-------- Information supplied --------
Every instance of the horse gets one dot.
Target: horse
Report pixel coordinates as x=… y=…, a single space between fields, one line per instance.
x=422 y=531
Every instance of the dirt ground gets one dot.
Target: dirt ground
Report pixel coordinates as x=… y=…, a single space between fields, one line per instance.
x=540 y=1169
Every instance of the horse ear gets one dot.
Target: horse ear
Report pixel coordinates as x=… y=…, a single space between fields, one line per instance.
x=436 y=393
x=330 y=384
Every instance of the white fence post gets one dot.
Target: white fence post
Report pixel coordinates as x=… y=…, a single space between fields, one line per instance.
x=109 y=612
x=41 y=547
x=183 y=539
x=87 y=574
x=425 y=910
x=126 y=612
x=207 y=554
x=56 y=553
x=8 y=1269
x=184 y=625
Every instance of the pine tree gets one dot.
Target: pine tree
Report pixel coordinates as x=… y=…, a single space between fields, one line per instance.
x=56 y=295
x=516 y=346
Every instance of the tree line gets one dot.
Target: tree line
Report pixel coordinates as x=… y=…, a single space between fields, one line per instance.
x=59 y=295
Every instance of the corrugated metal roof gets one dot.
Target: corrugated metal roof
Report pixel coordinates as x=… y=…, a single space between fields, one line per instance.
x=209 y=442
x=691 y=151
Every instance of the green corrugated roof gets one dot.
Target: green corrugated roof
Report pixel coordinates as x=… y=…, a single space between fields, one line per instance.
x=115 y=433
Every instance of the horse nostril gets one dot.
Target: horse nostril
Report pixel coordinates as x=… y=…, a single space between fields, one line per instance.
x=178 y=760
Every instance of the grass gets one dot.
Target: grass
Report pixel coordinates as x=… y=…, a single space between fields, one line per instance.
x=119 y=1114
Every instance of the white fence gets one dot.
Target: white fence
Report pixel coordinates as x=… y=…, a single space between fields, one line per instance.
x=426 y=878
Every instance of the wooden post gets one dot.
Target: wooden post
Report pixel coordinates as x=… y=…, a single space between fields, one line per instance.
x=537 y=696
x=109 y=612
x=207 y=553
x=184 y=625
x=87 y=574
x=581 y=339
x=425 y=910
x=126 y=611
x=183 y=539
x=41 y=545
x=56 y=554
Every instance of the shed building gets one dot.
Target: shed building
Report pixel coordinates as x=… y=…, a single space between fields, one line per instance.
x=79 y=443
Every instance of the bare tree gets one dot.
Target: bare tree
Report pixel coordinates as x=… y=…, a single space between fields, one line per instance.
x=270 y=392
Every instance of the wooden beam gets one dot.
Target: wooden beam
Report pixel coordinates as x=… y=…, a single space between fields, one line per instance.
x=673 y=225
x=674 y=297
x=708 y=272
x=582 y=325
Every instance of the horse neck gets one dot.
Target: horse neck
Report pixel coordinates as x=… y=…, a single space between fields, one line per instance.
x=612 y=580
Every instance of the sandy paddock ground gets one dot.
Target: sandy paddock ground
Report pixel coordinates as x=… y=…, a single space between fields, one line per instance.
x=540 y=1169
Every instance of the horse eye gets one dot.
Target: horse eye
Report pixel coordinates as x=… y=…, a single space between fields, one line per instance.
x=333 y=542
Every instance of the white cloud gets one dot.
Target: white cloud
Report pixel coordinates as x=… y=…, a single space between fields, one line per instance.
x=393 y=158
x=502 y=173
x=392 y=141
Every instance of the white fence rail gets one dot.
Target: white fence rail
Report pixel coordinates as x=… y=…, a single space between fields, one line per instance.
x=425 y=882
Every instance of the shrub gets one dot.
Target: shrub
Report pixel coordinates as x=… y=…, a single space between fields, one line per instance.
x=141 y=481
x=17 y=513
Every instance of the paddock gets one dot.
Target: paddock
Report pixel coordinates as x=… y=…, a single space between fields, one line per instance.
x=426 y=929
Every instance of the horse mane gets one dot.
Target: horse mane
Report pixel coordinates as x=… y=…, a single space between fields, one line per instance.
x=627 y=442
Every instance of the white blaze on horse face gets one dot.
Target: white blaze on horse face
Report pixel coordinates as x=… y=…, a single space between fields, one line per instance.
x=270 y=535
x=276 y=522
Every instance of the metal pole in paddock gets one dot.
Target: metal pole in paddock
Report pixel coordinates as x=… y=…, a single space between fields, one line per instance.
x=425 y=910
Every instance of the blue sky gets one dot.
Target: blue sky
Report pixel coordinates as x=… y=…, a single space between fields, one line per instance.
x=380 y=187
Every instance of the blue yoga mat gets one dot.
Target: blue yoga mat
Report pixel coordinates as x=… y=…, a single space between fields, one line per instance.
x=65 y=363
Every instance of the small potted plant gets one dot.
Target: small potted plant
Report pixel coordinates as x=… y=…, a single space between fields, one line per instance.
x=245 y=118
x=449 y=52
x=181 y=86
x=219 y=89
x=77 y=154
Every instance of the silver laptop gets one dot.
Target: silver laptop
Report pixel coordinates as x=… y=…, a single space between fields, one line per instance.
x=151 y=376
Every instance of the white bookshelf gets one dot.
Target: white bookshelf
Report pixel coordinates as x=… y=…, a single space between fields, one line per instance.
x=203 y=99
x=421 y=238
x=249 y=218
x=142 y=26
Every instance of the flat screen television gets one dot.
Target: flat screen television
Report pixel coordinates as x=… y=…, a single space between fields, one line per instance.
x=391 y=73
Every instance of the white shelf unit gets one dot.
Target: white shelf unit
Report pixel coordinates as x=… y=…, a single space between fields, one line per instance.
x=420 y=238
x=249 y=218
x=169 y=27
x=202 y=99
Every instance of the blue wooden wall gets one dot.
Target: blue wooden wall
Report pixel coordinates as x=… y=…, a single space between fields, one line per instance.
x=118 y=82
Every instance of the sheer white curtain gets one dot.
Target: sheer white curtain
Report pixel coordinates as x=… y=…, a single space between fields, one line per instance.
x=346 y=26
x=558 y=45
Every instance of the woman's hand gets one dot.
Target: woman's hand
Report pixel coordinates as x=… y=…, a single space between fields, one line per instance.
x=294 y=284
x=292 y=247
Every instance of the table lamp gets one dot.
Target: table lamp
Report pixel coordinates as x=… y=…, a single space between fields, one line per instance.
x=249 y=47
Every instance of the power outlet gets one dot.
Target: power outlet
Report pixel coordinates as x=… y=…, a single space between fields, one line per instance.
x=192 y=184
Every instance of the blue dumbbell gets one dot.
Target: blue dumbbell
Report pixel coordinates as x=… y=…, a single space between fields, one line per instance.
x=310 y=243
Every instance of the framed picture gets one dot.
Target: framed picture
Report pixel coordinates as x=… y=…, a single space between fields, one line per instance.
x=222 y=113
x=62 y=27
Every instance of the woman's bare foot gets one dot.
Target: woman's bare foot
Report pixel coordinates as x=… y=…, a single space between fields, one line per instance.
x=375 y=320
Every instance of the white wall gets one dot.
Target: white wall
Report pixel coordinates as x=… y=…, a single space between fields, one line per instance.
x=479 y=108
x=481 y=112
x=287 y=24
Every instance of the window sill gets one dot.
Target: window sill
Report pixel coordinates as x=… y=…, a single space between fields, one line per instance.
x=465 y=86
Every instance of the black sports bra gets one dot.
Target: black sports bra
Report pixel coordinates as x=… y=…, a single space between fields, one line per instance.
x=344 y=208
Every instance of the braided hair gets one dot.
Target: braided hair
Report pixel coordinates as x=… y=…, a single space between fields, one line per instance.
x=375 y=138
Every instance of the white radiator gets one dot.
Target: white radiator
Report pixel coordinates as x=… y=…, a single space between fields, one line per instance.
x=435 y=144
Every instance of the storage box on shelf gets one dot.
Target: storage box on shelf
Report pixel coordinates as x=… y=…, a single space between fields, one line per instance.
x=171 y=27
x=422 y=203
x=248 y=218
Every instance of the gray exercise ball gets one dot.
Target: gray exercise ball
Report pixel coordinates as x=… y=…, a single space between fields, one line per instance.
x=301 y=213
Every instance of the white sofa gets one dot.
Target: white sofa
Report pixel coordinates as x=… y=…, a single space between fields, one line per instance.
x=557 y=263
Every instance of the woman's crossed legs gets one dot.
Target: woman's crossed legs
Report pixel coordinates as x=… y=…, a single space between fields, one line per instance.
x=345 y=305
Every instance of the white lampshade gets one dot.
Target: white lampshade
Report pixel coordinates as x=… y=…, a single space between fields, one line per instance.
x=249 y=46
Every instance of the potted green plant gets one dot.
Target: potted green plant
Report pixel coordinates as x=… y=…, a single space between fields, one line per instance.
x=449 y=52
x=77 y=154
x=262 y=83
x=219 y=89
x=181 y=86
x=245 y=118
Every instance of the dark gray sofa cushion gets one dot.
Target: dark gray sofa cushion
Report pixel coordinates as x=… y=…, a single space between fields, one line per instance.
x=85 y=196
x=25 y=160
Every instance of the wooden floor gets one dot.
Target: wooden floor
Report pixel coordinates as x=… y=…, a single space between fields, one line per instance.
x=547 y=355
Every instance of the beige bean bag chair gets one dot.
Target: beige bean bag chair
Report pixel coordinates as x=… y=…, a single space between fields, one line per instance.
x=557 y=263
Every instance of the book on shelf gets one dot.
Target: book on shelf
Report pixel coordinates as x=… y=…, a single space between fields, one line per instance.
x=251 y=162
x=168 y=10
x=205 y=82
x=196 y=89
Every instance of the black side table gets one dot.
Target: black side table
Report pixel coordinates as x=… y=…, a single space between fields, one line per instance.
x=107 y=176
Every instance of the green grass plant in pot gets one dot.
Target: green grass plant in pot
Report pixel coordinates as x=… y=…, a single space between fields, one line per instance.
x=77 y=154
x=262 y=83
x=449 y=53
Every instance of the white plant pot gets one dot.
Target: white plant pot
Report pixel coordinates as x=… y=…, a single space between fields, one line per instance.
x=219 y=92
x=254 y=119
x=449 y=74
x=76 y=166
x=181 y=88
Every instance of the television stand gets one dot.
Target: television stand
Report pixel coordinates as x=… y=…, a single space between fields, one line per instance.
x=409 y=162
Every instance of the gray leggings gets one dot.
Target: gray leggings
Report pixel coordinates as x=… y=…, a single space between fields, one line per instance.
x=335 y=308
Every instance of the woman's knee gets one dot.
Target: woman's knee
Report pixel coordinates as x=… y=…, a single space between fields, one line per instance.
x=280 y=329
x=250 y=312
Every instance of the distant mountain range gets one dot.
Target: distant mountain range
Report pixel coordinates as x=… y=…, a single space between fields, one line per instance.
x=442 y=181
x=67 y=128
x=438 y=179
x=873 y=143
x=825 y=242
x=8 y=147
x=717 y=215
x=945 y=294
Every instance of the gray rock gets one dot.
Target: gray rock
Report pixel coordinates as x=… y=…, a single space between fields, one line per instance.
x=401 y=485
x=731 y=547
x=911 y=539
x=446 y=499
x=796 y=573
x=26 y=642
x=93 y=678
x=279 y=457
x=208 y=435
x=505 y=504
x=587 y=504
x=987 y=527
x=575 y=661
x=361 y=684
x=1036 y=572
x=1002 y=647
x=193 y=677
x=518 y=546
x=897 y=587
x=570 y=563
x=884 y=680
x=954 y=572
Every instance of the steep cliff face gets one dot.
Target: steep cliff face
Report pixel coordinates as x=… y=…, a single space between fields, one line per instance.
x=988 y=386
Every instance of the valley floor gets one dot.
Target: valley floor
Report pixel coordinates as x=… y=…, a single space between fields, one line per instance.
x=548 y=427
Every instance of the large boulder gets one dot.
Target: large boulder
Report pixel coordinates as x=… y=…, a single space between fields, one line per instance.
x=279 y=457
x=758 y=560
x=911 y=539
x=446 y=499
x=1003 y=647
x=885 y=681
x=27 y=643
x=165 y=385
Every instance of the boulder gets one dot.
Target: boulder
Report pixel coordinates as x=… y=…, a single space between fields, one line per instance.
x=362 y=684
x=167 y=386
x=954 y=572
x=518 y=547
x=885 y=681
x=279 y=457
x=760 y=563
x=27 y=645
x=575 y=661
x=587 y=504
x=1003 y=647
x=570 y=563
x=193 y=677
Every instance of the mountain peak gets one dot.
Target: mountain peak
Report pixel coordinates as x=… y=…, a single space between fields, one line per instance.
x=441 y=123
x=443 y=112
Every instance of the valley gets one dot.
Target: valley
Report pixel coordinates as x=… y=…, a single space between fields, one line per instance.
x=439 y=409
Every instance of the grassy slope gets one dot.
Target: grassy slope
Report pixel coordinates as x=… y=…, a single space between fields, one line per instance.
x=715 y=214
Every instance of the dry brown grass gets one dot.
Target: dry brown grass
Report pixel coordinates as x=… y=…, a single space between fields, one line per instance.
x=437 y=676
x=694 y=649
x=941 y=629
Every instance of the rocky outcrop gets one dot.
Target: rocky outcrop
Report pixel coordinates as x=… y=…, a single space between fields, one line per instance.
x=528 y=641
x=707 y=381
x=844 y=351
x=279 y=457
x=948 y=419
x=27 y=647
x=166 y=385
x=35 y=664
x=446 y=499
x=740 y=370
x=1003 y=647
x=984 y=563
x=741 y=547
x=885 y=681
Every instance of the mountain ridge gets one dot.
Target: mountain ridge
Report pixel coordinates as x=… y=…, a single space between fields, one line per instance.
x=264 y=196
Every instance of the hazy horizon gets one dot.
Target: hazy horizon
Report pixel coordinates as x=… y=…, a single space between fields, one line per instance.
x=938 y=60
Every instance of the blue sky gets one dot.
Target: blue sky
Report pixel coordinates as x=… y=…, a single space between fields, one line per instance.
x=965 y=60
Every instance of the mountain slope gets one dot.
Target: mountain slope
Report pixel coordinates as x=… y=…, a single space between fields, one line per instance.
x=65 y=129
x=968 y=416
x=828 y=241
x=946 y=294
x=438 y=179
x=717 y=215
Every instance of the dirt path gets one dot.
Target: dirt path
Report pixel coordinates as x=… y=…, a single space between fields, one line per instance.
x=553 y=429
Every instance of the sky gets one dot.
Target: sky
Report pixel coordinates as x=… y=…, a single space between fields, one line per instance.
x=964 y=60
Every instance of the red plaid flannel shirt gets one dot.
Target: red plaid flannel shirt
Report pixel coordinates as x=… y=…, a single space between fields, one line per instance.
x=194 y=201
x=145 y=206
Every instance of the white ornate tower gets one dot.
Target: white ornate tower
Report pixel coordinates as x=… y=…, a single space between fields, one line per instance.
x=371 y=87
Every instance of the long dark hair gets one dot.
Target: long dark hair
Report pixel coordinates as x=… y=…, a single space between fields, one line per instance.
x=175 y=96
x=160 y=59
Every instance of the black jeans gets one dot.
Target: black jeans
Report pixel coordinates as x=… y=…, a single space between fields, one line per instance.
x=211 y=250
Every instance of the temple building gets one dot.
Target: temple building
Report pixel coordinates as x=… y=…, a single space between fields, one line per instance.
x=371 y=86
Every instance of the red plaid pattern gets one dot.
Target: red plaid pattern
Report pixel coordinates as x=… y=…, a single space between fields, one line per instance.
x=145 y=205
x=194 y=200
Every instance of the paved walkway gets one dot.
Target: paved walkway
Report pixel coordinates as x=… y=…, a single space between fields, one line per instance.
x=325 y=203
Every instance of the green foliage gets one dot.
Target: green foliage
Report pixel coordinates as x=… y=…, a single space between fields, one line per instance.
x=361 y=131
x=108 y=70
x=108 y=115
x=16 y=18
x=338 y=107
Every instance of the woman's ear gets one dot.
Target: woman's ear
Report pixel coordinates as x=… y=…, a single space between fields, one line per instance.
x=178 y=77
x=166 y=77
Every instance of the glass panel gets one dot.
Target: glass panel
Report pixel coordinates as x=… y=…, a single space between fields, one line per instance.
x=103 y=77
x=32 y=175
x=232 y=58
--------
> _What you will do_: Set down precisely the lines above between the line holding "Target: white cloud" and the line holding "Target: flat screen television", inclusive, and nothing beyond them.

> _Solution to this problem_:
Target: white cloud
Report pixel coordinates as x=… y=…, a single space between fields, one line per instance.
x=393 y=158
x=502 y=173
x=392 y=141
Every instance of the white fence rail gets one dot.
Target: white fence rail
Report pixel coordinates as x=… y=…, a single space between fields, one line per instance.
x=425 y=882
Every instance of the shrub gets one dot.
Target: shrub
Report pixel coordinates as x=… y=…, a single space between fields, one line per instance.
x=141 y=481
x=17 y=513
Every instance of the paddock gets one dot.
Target: paddock
Report pixel coordinates as x=… y=…, a single space between fields, one line per instance.
x=426 y=929
Every instance of the horse mane gets one dot.
Target: horse mane
Report pixel coordinates as x=… y=…, a single space between fields, one line per instance.
x=627 y=442
Every instance of the white blaze on horse face gets one dot.
Target: white blaze on horse face
Report pixel coordinates as x=… y=…, a single space between fields, one line per instance.
x=270 y=535
x=276 y=522
Every instance of the metal pole in paddock gets one dot.
Target: metal pole in paddock
Report pixel coordinates as x=… y=…, a single space between fields, one line per instance.
x=425 y=910
Every instance of the blue sky gets one dot.
Target: blue sky
Report pixel coordinates as x=… y=…, a single space between fields, one line per instance.
x=380 y=187
Every instance of the blue yoga mat gets one dot.
Target: blue yoga mat
Report pixel coordinates as x=… y=…, a single space between fields, one line per instance.
x=65 y=363
Every instance of the small potted plant gets one dot.
Target: small potted plant
Report pixel coordinates as x=… y=…, a single space between fields, one line per instance.
x=245 y=118
x=449 y=52
x=181 y=86
x=219 y=89
x=77 y=154
Every instance of the silver laptop gets one dot.
Target: silver laptop
Report pixel coordinates as x=… y=…, a single space between fields, one line per instance.
x=151 y=376
Every instance of the white bookshelf gets one dot.
Target: white bookshelf
Report pixel coordinates as x=… y=…, a single space between fields, one line per instance.
x=203 y=99
x=421 y=238
x=249 y=218
x=142 y=26
Every instance of the flat screen television gets one dot.
Target: flat screen television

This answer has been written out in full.